- What is needed: Give every line below again, exactly.

>> begin Data entries

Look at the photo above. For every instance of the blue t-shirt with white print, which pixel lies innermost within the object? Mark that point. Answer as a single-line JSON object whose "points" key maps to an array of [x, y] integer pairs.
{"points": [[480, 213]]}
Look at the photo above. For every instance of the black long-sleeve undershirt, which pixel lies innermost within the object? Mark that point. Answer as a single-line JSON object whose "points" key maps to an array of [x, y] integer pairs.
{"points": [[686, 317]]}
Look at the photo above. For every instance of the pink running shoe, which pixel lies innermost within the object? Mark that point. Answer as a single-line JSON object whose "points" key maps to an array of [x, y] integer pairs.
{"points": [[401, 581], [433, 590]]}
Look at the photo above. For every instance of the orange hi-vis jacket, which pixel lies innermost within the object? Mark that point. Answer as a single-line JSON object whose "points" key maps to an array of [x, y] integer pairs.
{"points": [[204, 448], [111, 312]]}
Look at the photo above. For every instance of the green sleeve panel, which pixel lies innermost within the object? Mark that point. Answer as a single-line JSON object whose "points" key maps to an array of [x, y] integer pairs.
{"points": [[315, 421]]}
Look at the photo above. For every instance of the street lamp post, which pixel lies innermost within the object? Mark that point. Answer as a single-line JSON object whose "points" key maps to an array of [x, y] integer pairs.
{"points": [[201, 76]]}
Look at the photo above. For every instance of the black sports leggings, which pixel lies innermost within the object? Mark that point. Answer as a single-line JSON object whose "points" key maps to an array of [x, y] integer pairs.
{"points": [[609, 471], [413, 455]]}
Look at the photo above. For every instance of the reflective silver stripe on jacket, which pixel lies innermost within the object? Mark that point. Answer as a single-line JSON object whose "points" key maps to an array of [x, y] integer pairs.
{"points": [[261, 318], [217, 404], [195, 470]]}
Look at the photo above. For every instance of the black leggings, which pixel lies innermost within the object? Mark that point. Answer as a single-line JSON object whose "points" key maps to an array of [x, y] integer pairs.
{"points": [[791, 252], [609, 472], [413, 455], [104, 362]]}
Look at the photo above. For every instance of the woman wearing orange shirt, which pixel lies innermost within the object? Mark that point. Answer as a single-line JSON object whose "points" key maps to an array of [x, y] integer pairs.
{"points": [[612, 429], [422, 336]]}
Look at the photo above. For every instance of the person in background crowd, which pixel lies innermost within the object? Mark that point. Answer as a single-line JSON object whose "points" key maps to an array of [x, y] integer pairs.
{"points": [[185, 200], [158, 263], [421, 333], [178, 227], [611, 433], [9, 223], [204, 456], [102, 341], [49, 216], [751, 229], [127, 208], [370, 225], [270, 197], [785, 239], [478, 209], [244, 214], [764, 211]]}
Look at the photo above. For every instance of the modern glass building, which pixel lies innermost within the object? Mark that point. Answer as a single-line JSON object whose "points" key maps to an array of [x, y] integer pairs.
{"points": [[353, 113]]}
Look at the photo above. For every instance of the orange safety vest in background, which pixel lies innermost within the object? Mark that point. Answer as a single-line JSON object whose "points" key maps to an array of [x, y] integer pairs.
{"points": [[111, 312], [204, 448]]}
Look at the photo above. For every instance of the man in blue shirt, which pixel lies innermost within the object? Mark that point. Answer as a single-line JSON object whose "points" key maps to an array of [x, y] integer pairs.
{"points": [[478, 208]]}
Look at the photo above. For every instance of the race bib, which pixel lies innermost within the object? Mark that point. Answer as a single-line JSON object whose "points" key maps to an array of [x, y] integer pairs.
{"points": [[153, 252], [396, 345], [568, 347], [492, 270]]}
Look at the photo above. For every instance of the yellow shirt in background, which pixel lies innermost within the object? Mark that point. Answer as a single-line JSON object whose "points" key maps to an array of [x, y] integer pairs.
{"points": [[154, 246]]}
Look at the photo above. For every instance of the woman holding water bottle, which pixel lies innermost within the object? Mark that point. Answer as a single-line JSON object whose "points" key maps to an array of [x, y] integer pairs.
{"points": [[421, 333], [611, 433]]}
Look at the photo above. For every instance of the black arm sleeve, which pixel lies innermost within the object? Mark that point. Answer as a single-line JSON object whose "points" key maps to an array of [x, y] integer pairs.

>> end Data entries

- Complete answer:
Look at the photo above. For every instance of the blue t-shirt with white print, which pixel lies innermost within the object? Mark that point. Answer as a single-line JSON object whose "points" key maps to an array of [x, y] integer pairs.
{"points": [[480, 213]]}
Look at the photo above. For every instance of the black long-sleeve undershirt, which pixel lies innermost within the object? Mark that point. Answer as a single-line JSON object whose "points" key maps to an array of [x, y] integer pairs.
{"points": [[686, 317]]}
Look at the photo above. For every instance of the pink running shoe, which pixel lies innermost within the object? Mark that point. Answer as a single-line JSON object whose "points" key maps to an array of [x, y] integer pairs.
{"points": [[401, 581], [433, 590]]}
Look at the photo above. For every instance of the orange hi-vis jacket, which pixel lies innermost within the object? Mark that point. Answer as a single-line JSON object whose "points" key maps to an array of [x, y] integer pairs.
{"points": [[204, 448], [111, 312]]}
Look at the photo above. For every instance of the green sleeve panel, which pixel lies innermost within the object? Mark that point. Answer as a single-line JSON object whose "points" key maps to an array of [x, y] integer pairs.
{"points": [[315, 421]]}
Look at the photo above. For every instance of the street lamp post, which pixel lies innermost within the object? Mark that point. Answer as a single-line JSON object whose "points" key maps to an array of [x, y] integer pairs.
{"points": [[201, 76]]}
Look at the photo above. For every instance of the black sports leggings, which pixel lies innermost within the object? Mark that point. Answer as a single-line JSON object whose "points" key maps to an array of [x, y] integer pairs.
{"points": [[609, 471], [413, 455]]}
Look at the photo above. For every instance of the reflective silver stripe on jacket, which pixel lies innermost within the object? Mark that point. Answer as a single-line JSON object whose "points" key maps to an array of [x, y] integer pairs.
{"points": [[261, 318], [217, 404], [195, 470]]}
Look at the photo above. For every instance of the black leggings, which pixel lies innermost within the object? Mark that point. Answer as a single-line JSON object whose "points" key maps to an array of [x, y] integer pairs.
{"points": [[791, 252], [609, 472], [413, 455], [104, 362]]}
Look at the photo above. For every instance of the woman wearing orange shirt, which pixel lies innermost within the object? Mark that point. Answer as a single-line JSON object whose "points" key maps to an array of [x, y] integer pairs.
{"points": [[612, 429], [422, 336]]}
Look at the photo above. For every instance of the person in background crowd, which pixel lies innermost within the object? Mark that point. Answer as a single-line JSON object whose "points" key maps to an array of [x, y] integer pairs.
{"points": [[185, 200], [158, 263], [421, 333], [178, 227], [611, 433], [9, 223], [204, 456], [102, 341], [49, 216], [751, 229], [127, 208], [370, 225], [270, 197], [785, 239], [478, 209], [244, 214], [764, 211]]}
Look at the photo above. For every instance of the modern glass building, which pixel lies innermost within the object? Mark that point. Answer as a single-line JSON object whose "points" key maps to an array of [x, y] integer pairs.
{"points": [[353, 113]]}
Look at the photo above. For every instance of the orange safety vest in background, which pixel lies innermost within the object? Mark that point. Answer as a single-line JSON object whose "points" key maps to an array of [x, y] integer pairs.
{"points": [[111, 312], [204, 448]]}
Look at the photo above. For every instance of the man in blue shirt, which pixel lies innermost within the object? Mark that point. Answer as a single-line JSON object whose "points" key maps to an array of [x, y] integer pairs.
{"points": [[478, 208]]}
Look at the photo above. For every instance of the race bib, which pixel lies innermost within the object? Mark that point. Answer as a single-line JSON object whose "points" key maps to an array of [x, y] integer pairs.
{"points": [[153, 252], [396, 345], [568, 347], [492, 270]]}
Look at the photo above. For every instance of the yellow shirt in background, which pixel lies innermost within the object? Mark that point. Answer as a single-line JSON object whose "points" key maps to an array of [x, y] integer pairs.
{"points": [[154, 246]]}
Look at the photo above. For every instance of the woman holding water bottle, which pixel lies innermost within the object? Mark that point. Answer as a single-line JSON object whose "points" key maps to an array of [x, y] integer pairs.
{"points": [[421, 333], [611, 433]]}
Look at the photo above. For every instance of the black arm sleeve, which pixel lies innermost within the object? Mark that point. Answer as a single-line JSON object whose "points" key maps to an array of [x, y] integer pairs.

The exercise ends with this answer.